• What to work on: All lines from the one with "the tree trunk" to the end need to be copied exactly, with nothing before them.

##############################

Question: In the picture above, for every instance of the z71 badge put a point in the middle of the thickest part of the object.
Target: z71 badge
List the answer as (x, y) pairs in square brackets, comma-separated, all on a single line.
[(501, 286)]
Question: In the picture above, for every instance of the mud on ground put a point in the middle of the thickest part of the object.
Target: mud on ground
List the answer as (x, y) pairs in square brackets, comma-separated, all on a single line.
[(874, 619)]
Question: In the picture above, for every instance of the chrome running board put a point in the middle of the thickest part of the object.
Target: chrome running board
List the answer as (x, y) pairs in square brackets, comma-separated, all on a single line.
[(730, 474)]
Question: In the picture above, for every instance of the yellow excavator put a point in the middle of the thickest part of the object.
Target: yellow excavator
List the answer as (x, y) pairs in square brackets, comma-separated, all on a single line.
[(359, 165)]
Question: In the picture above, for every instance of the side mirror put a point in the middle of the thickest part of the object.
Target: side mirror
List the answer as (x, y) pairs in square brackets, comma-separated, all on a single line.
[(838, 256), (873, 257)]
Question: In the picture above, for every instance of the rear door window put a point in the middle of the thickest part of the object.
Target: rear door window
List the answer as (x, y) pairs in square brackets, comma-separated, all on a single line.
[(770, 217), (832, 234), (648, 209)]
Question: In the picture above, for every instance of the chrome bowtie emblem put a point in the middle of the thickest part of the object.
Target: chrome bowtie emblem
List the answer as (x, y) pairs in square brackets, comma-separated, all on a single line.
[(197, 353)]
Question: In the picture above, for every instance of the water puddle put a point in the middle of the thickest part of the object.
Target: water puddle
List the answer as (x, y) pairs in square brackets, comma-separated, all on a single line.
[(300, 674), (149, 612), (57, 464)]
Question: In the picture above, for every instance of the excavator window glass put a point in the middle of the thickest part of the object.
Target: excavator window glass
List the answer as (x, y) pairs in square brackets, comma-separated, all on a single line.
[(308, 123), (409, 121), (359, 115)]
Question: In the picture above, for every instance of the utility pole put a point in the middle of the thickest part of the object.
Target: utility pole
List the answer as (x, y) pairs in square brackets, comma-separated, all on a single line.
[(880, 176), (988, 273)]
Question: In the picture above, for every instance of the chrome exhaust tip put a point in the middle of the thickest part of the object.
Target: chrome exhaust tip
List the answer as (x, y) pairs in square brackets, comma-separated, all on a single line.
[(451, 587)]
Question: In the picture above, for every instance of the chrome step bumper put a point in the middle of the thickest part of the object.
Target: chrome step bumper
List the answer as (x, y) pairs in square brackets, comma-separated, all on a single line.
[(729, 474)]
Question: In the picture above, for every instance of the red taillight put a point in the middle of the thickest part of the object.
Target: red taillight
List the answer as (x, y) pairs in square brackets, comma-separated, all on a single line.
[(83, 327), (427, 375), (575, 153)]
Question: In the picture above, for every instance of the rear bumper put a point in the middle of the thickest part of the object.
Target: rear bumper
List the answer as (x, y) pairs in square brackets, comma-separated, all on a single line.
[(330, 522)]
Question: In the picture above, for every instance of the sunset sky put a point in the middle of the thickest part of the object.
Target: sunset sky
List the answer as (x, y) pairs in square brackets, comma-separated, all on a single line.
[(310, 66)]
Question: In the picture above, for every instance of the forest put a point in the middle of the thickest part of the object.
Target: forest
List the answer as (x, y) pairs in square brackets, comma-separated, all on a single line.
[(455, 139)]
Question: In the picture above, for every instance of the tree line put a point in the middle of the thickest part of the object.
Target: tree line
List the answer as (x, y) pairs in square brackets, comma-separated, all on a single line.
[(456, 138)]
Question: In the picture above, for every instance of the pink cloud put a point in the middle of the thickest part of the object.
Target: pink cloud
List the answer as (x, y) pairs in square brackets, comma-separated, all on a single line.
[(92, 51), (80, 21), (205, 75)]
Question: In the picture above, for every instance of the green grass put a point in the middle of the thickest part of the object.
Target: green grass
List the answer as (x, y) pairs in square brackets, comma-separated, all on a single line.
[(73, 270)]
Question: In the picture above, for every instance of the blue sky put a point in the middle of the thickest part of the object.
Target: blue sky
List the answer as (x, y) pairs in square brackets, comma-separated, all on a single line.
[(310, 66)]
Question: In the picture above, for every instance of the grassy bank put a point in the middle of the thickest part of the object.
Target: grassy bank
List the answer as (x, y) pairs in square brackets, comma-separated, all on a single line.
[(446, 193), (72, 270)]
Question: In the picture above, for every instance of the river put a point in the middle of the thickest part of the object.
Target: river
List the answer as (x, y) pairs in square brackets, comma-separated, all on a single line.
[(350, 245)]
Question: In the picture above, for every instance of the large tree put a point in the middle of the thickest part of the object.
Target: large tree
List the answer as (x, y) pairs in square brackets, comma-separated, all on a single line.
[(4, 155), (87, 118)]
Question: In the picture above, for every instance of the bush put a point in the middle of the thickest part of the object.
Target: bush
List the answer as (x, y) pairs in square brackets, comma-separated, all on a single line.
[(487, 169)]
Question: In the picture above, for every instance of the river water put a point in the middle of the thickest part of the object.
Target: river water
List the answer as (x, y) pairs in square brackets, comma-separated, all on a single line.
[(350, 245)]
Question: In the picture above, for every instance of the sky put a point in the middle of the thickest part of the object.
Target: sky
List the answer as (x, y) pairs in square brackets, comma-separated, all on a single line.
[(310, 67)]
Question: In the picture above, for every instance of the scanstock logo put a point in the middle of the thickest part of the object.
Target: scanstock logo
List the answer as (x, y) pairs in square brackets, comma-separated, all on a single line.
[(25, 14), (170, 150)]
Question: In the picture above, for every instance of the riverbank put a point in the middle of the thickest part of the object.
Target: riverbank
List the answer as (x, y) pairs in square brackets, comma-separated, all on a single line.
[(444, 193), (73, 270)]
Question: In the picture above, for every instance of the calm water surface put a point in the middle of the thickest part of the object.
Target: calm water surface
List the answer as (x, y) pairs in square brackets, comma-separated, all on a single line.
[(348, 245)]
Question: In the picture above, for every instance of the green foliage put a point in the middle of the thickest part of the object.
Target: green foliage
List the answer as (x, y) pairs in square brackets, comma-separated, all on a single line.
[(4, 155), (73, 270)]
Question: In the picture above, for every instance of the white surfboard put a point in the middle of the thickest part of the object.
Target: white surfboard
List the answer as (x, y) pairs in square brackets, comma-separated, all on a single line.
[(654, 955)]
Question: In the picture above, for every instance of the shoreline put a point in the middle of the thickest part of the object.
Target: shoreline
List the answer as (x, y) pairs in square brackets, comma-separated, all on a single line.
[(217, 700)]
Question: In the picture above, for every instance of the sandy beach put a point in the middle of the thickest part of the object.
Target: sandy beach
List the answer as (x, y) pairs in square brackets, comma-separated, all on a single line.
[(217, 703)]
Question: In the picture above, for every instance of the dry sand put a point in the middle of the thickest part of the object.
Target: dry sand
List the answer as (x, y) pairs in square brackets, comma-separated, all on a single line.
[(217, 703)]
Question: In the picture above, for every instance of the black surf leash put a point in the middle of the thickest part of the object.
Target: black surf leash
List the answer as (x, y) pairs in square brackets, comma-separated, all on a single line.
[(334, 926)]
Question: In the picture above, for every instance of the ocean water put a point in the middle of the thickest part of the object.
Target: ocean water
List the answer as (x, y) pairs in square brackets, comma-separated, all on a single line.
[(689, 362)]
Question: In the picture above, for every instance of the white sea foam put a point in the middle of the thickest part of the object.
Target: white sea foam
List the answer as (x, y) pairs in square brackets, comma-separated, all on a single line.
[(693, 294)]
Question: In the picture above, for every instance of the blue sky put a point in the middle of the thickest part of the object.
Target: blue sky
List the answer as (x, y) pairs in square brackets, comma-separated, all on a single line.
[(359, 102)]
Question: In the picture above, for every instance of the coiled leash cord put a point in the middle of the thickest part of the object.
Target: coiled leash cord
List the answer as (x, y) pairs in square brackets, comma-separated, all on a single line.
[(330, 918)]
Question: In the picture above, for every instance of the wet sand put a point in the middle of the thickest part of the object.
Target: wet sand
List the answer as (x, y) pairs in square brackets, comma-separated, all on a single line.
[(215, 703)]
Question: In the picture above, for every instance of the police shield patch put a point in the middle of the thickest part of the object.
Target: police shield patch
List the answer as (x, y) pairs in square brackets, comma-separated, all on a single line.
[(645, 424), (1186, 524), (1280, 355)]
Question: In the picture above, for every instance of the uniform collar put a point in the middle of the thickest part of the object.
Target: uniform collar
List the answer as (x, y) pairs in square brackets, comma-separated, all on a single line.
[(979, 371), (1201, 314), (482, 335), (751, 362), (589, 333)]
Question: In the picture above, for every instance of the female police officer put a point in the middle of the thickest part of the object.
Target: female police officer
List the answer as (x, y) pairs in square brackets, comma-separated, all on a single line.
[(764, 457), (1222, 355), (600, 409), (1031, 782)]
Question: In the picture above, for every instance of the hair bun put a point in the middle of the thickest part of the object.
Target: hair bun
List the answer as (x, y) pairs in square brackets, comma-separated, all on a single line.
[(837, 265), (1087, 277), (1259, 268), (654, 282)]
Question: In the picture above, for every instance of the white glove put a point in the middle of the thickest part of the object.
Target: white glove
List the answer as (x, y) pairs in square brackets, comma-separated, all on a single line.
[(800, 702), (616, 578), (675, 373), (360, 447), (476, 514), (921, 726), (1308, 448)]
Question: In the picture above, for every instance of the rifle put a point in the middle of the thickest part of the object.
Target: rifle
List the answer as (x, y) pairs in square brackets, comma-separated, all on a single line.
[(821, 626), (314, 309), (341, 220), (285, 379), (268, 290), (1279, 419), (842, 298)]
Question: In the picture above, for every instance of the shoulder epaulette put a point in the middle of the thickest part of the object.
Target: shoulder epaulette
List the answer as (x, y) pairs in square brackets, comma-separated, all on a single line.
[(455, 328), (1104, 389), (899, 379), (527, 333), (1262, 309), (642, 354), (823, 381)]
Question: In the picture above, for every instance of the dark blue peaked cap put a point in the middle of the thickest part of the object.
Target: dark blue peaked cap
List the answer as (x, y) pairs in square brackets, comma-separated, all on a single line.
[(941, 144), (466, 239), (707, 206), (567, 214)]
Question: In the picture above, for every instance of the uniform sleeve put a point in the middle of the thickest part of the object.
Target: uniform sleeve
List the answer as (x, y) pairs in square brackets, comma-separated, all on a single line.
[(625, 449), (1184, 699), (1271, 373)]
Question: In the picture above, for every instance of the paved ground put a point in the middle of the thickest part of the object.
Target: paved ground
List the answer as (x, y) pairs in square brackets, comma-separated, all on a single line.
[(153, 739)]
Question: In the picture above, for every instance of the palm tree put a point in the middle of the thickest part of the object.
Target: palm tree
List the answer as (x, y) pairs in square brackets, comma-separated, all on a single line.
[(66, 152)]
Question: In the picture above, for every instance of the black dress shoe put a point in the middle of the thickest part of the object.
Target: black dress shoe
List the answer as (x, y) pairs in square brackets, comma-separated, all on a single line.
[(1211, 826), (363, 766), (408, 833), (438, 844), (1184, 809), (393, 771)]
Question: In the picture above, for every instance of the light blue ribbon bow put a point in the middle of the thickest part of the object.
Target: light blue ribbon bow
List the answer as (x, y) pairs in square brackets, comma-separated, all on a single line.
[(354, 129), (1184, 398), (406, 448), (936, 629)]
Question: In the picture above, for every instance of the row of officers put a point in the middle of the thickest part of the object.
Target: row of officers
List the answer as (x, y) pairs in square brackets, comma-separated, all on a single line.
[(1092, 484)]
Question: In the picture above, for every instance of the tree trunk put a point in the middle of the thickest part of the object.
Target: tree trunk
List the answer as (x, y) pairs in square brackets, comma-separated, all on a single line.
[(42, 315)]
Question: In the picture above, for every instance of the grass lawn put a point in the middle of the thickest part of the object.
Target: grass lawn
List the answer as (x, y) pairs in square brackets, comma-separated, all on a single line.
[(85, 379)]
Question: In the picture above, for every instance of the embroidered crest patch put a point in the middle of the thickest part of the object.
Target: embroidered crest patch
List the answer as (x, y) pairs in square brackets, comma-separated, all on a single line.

##############################

• Response to this exercise:
Question: In the picture above, for every instance of the tree trunk put a point in the middle of the thickest part of the object.
Target: tree trunk
List the answer as (x, y) pairs in square brackets, comma-separated, all on a single line.
[(42, 315)]
Question: In the picture above, for every instance of the grass lawn put a point in the middle of the thickest part of the object.
Target: grass lawn
List the answer as (x, y) pairs in square brackets, comma-separated, all on a single line.
[(85, 379)]
Question: In the picture above, for every instance of the embroidered crest patch put a point in the middle of the thickest part of the object.
Target: embroidered crest patch
List the answer as (x, y) pairs in square brackets, comma-separated, all on a single line.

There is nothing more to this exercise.